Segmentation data
○ ○ ○ ○
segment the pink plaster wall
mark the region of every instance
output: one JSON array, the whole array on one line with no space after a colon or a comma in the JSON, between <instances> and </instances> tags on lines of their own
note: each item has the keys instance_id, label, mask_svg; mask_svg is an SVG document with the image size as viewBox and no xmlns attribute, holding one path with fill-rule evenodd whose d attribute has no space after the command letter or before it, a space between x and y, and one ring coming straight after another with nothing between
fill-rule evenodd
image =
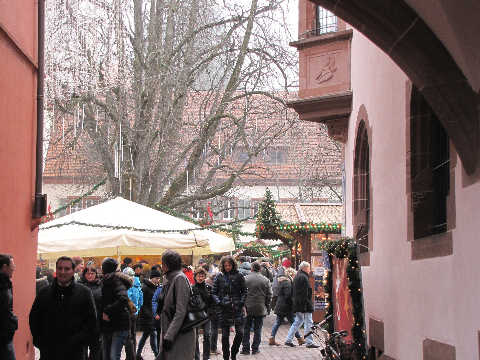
○ ○ ○ ○
_Instructions for the task:_ Arrange the lines of the listing above as a Markdown table with the columns Nr and Line, giving each line its number and text and omitting blank lines. Leave the pictures out of the answer.

_Response for this exercise:_
| Nr | Line |
|---|---|
| 1 | segment the pink plaster wall |
| 2 | mark the region of every instance |
| 3 | output: one JSON array, the whole array on one line with no space after a colon or a comma in the JSON, between <instances> and </instances> tags on lines of their own |
| 4 | note: each item has the keys instance_id, label, mask_svg; mask_svg is an SVG document with the image size as viewBox and no xmlns attribute, holding one path with fill-rule evenodd whose d attribute has no space after the command letter or before it, a space between x and y, and one ring coming straight after another with nothing between |
| 5 | fill-rule evenodd |
| 6 | image = |